To do: Without the pictures, set down exactly the lines from the one that contains "Check that each" to the end of the entries, both included, and nothing besides.

Image-grounded pointing data
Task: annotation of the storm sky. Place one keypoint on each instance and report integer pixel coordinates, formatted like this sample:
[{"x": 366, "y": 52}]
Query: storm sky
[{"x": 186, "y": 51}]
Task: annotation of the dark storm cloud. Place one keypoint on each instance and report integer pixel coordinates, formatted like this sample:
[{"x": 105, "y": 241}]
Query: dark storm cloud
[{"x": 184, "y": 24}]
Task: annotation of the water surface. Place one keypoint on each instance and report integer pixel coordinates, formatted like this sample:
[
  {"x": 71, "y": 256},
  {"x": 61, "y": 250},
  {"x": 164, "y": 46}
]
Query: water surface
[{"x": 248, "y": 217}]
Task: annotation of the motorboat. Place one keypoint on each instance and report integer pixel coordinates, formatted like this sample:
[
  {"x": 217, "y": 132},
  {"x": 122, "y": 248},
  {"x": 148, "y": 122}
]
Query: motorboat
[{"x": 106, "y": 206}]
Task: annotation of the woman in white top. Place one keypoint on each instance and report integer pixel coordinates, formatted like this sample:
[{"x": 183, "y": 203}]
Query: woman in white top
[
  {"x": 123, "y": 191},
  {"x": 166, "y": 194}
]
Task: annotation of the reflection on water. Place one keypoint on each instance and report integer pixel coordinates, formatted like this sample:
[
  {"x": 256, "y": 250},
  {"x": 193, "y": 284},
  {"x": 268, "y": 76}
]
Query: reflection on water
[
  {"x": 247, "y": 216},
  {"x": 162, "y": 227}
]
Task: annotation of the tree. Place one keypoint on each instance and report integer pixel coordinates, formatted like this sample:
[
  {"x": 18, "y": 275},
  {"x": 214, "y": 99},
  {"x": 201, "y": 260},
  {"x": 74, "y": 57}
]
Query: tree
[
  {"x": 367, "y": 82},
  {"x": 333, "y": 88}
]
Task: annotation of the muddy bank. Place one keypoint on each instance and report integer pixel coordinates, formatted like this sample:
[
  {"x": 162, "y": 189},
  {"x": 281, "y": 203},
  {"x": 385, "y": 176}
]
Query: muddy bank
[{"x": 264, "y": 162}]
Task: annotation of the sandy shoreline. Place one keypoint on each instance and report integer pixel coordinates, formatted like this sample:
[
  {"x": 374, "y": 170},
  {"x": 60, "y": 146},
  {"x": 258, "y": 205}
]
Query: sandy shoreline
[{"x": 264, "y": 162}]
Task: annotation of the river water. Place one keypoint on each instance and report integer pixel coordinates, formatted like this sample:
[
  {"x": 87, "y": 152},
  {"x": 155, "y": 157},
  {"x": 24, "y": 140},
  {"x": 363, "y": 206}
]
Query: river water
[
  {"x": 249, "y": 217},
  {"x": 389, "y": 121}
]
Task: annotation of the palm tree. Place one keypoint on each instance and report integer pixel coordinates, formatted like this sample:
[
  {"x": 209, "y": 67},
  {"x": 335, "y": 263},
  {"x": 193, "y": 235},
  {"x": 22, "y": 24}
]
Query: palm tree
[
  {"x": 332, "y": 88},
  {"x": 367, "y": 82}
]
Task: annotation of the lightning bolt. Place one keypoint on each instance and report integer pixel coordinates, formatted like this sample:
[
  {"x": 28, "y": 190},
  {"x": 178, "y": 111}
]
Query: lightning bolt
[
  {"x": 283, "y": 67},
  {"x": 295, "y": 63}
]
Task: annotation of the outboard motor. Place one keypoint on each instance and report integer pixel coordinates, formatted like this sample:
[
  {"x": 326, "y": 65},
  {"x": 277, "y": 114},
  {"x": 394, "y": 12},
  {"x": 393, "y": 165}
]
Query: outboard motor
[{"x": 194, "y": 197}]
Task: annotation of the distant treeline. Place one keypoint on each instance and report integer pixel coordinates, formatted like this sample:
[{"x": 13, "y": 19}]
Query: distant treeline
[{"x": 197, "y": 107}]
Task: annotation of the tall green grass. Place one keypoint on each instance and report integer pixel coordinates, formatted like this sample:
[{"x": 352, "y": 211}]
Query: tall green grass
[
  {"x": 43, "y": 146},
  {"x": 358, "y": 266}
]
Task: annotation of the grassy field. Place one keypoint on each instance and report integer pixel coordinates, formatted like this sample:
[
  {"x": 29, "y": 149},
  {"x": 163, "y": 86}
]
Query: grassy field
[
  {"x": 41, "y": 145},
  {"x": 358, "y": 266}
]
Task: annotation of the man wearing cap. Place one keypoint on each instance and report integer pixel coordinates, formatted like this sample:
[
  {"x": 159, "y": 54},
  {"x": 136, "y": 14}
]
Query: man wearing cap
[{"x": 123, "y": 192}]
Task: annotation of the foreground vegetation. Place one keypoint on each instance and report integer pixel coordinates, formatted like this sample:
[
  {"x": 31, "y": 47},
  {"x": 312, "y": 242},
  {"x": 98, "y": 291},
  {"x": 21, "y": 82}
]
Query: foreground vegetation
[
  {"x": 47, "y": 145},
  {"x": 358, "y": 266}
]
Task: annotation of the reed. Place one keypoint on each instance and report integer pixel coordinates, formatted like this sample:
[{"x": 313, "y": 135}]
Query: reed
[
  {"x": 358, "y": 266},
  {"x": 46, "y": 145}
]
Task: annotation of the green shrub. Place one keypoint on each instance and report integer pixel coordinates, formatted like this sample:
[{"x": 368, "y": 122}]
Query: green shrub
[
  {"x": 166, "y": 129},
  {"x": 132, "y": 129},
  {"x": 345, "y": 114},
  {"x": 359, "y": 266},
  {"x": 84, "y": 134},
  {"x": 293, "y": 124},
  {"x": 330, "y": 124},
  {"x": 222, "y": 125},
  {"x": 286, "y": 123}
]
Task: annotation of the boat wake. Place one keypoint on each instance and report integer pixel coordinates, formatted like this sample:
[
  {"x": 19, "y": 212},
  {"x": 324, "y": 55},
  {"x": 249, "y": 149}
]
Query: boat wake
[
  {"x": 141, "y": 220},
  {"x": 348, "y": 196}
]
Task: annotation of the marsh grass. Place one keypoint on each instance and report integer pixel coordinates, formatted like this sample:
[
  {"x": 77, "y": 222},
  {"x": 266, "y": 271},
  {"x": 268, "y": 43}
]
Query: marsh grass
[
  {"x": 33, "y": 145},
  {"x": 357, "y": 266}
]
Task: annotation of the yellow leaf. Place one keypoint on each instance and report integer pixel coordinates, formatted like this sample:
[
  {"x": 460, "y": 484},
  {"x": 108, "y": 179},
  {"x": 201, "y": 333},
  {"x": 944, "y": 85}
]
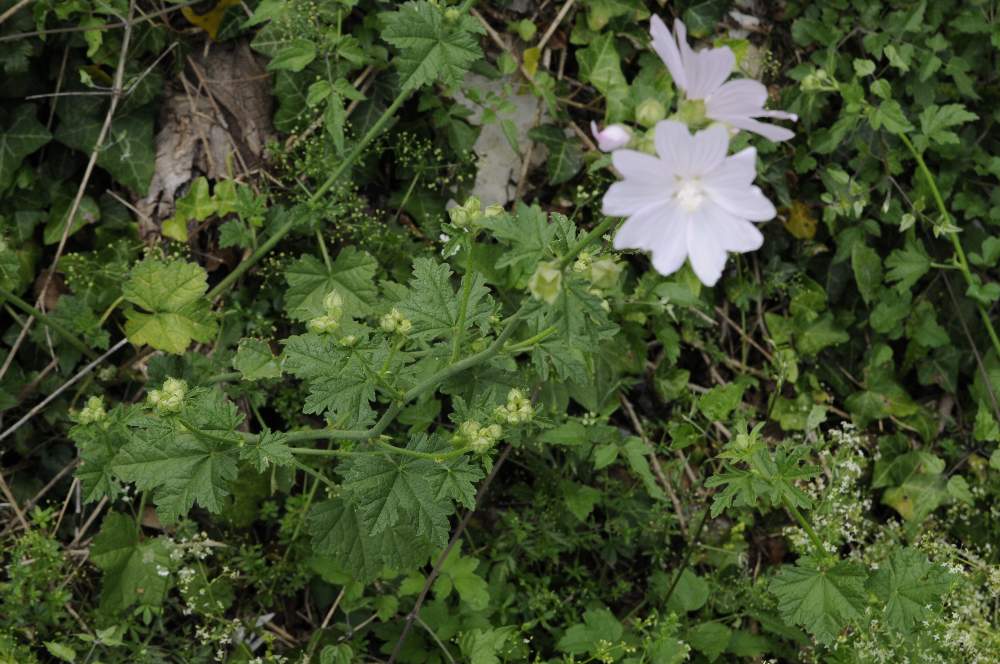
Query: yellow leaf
[
  {"x": 800, "y": 222},
  {"x": 210, "y": 20}
]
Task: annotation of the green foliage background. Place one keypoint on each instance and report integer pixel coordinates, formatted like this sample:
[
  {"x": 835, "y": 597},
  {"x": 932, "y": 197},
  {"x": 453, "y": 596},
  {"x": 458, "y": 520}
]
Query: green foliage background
[{"x": 206, "y": 458}]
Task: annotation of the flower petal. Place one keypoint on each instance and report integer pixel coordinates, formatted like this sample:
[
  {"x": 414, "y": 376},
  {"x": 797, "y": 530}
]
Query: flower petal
[
  {"x": 741, "y": 97},
  {"x": 704, "y": 246},
  {"x": 640, "y": 230},
  {"x": 735, "y": 233},
  {"x": 736, "y": 172},
  {"x": 666, "y": 47},
  {"x": 708, "y": 150},
  {"x": 707, "y": 70},
  {"x": 770, "y": 132},
  {"x": 747, "y": 203}
]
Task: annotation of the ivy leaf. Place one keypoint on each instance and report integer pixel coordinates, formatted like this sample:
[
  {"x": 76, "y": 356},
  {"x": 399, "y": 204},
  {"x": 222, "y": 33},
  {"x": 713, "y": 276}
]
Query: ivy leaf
[
  {"x": 270, "y": 449},
  {"x": 387, "y": 487},
  {"x": 180, "y": 465},
  {"x": 936, "y": 122},
  {"x": 338, "y": 532},
  {"x": 600, "y": 65},
  {"x": 22, "y": 136},
  {"x": 907, "y": 265},
  {"x": 255, "y": 361},
  {"x": 433, "y": 46},
  {"x": 293, "y": 56},
  {"x": 352, "y": 274},
  {"x": 131, "y": 567},
  {"x": 867, "y": 268},
  {"x": 565, "y": 157},
  {"x": 172, "y": 293},
  {"x": 433, "y": 304},
  {"x": 911, "y": 586},
  {"x": 821, "y": 598},
  {"x": 127, "y": 153},
  {"x": 340, "y": 379}
]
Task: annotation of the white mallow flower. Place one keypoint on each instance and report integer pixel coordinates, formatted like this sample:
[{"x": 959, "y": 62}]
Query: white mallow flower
[
  {"x": 611, "y": 137},
  {"x": 702, "y": 76},
  {"x": 691, "y": 201}
]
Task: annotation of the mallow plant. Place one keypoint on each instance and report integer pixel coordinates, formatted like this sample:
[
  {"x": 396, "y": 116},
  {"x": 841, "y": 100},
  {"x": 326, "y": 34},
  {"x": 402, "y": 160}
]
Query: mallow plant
[{"x": 386, "y": 402}]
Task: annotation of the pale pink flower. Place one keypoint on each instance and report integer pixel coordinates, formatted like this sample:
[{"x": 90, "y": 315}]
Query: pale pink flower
[
  {"x": 702, "y": 76},
  {"x": 611, "y": 137},
  {"x": 691, "y": 201}
]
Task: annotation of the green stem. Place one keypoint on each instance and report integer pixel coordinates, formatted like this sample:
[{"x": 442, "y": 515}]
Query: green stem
[
  {"x": 315, "y": 473},
  {"x": 531, "y": 341},
  {"x": 338, "y": 173},
  {"x": 432, "y": 382},
  {"x": 322, "y": 249},
  {"x": 595, "y": 233},
  {"x": 433, "y": 456},
  {"x": 57, "y": 327},
  {"x": 806, "y": 526},
  {"x": 463, "y": 304},
  {"x": 961, "y": 262}
]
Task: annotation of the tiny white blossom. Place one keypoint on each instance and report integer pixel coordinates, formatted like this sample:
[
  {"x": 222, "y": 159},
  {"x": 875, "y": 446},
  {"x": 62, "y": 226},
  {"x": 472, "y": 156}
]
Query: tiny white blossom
[
  {"x": 611, "y": 137},
  {"x": 702, "y": 76},
  {"x": 691, "y": 201}
]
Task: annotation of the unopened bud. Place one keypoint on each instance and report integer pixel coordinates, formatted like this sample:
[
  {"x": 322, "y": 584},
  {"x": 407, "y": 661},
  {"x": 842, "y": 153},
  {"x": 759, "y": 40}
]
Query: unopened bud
[
  {"x": 611, "y": 137},
  {"x": 546, "y": 282},
  {"x": 649, "y": 112},
  {"x": 604, "y": 273},
  {"x": 323, "y": 324}
]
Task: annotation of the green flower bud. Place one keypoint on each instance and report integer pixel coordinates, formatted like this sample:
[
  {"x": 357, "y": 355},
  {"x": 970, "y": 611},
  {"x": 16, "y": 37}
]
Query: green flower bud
[
  {"x": 169, "y": 398},
  {"x": 692, "y": 113},
  {"x": 604, "y": 273},
  {"x": 466, "y": 215},
  {"x": 546, "y": 282},
  {"x": 649, "y": 112}
]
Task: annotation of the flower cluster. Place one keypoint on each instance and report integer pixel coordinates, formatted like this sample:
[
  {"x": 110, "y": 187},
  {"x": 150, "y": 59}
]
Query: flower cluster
[
  {"x": 691, "y": 201},
  {"x": 333, "y": 303},
  {"x": 169, "y": 398},
  {"x": 394, "y": 321},
  {"x": 517, "y": 410}
]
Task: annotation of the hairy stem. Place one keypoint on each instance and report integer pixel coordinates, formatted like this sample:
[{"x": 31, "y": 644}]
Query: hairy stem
[
  {"x": 56, "y": 326},
  {"x": 338, "y": 173},
  {"x": 806, "y": 526},
  {"x": 960, "y": 260}
]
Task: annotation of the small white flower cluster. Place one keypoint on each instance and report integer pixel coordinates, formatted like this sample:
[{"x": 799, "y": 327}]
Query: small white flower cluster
[{"x": 690, "y": 200}]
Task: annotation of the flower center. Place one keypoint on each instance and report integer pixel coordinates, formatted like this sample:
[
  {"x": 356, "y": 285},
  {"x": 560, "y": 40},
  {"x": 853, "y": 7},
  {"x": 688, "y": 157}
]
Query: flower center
[{"x": 689, "y": 195}]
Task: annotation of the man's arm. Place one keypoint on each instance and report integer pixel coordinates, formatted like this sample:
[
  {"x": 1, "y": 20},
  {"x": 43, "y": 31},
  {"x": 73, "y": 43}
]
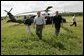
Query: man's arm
[
  {"x": 34, "y": 22},
  {"x": 61, "y": 21},
  {"x": 52, "y": 21}
]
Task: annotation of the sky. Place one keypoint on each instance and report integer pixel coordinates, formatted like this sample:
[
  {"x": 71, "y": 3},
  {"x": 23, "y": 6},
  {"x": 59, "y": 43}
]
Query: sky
[{"x": 27, "y": 6}]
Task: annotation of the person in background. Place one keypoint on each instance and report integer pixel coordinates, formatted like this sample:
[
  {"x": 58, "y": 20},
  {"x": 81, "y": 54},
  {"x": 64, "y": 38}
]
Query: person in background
[
  {"x": 39, "y": 22},
  {"x": 74, "y": 21},
  {"x": 28, "y": 23},
  {"x": 57, "y": 20}
]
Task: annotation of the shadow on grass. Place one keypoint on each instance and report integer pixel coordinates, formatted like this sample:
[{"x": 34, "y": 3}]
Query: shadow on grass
[
  {"x": 55, "y": 44},
  {"x": 67, "y": 29}
]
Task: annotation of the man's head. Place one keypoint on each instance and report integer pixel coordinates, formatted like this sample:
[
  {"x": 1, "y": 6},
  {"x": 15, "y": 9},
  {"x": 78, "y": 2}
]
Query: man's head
[
  {"x": 57, "y": 12},
  {"x": 38, "y": 13}
]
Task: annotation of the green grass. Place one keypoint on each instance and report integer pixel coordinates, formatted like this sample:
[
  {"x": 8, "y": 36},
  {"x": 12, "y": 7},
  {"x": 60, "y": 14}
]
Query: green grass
[{"x": 16, "y": 41}]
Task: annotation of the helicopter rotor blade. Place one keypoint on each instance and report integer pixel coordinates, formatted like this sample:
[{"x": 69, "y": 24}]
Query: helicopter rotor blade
[{"x": 29, "y": 12}]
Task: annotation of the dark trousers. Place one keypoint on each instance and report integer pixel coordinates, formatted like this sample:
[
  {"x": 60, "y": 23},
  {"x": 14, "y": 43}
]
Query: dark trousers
[
  {"x": 57, "y": 29},
  {"x": 74, "y": 23},
  {"x": 39, "y": 29}
]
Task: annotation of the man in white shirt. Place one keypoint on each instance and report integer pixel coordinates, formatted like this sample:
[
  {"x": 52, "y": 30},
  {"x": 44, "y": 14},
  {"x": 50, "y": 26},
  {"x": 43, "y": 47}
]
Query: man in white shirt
[
  {"x": 39, "y": 20},
  {"x": 74, "y": 21}
]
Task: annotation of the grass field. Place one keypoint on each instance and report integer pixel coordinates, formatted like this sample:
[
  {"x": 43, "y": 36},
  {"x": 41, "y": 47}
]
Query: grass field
[{"x": 16, "y": 41}]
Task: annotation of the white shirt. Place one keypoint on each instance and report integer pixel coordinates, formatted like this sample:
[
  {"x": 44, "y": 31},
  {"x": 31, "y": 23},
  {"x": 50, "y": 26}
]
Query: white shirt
[{"x": 39, "y": 20}]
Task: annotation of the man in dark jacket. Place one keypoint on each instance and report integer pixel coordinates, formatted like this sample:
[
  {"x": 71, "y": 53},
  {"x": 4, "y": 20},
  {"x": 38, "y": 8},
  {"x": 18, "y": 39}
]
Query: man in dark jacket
[{"x": 57, "y": 20}]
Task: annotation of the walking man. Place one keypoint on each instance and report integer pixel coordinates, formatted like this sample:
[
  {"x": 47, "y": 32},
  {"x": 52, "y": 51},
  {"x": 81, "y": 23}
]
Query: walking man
[
  {"x": 57, "y": 20},
  {"x": 39, "y": 20},
  {"x": 28, "y": 23},
  {"x": 74, "y": 21}
]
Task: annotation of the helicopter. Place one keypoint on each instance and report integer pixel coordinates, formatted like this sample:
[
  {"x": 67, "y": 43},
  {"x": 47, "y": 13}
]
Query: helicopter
[{"x": 14, "y": 20}]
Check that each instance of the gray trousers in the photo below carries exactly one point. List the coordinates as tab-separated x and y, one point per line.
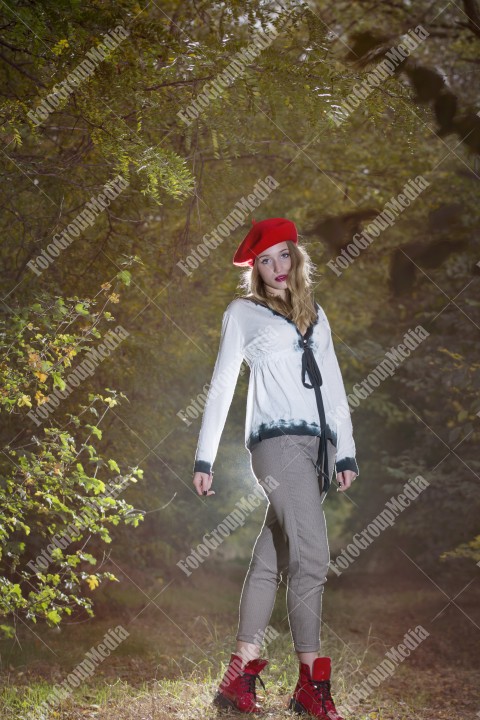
293	540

Solved problem:
Check that each instance of the gray trousers in the photo below carries exactly one point. List the coordinates as tab-separated x and y, one point per line.
293	540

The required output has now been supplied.